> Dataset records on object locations

· · · ·

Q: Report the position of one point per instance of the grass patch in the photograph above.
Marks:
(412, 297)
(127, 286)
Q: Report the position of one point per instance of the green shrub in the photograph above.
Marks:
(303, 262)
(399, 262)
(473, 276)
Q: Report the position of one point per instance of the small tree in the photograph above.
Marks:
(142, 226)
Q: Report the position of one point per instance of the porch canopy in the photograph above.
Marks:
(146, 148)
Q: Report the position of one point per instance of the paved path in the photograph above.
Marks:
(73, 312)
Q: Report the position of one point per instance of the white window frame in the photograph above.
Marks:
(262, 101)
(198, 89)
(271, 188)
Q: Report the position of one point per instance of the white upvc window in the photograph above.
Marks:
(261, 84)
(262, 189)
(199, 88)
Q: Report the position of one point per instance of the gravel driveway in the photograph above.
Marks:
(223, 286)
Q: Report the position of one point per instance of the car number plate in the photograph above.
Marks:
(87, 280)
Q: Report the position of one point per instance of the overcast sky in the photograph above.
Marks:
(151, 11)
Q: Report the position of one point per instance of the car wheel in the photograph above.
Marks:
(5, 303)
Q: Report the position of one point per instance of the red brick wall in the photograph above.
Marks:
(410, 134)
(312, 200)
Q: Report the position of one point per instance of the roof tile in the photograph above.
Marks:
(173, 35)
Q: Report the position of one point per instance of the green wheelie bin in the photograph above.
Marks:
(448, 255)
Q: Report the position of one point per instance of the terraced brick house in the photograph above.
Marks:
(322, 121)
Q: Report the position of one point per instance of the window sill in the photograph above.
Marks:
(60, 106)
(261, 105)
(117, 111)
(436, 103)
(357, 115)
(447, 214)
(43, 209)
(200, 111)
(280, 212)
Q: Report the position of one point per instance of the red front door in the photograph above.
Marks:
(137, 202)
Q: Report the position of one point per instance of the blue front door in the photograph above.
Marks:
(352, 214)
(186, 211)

· · · ·

> Instructions for the task
Return all of the lines above verbatim, from the first to the last.

> Answer below
Q: Report the position of one point per instance of the grass patch in the photograph above.
Marks:
(412, 297)
(127, 286)
Q: Report the position of one point per instance of the green shrub in the photograph above.
Marks:
(303, 262)
(399, 262)
(473, 276)
Q: Report the position of one point per instance of the small tree in the photograph above.
Marks:
(142, 226)
Q: Report the position of one point per instance of the porch canopy in the photograph above.
Marks:
(146, 148)
Q: Report the position of one point per instance of the paved path in the photograph above.
Marks:
(73, 312)
Q: Report the position of one point per instance of the white window frame in the photograph above.
Marks:
(262, 101)
(198, 89)
(271, 188)
Q: Report the position of one point per instance of the white upvc window in the photograph above.
Marks:
(261, 84)
(262, 189)
(199, 88)
Q: Report the position of one point per instance of the gravel driveway in the photograph above.
Marks:
(223, 286)
Q: Report the position of one point per instance of the car number plate in the photograph above.
Marks:
(87, 280)
Q: Report the position of one point per instance of the overcast sky in the photograph above.
Marks:
(151, 11)
Q: Report the position of one point per instance of the car wheel in the photograph above.
Marks:
(5, 303)
Q: Report the position of one point per instance of the red brick wall in the photograph above.
Marks:
(410, 134)
(312, 200)
Q: Report the position of one point per instance of the roof tile in the photograph above.
Marks:
(173, 35)
Q: Report the position of one point per instance of the green wheelie bin in the photograph above.
Marks:
(448, 255)
Q: Report the position of one point per instance of the terraced brick house in the photograph above.
Marks:
(322, 121)
Q: Report the position of one point per instance of the window sill in the photograph above.
Marks:
(60, 106)
(261, 105)
(117, 111)
(436, 103)
(357, 115)
(447, 214)
(43, 209)
(200, 111)
(280, 212)
Q: Report the position of one point per instance of the red front door in the photograph above.
Marks:
(137, 202)
Q: Report the position of one point per instance of the blue front door in the photograph above.
Marks:
(352, 214)
(186, 211)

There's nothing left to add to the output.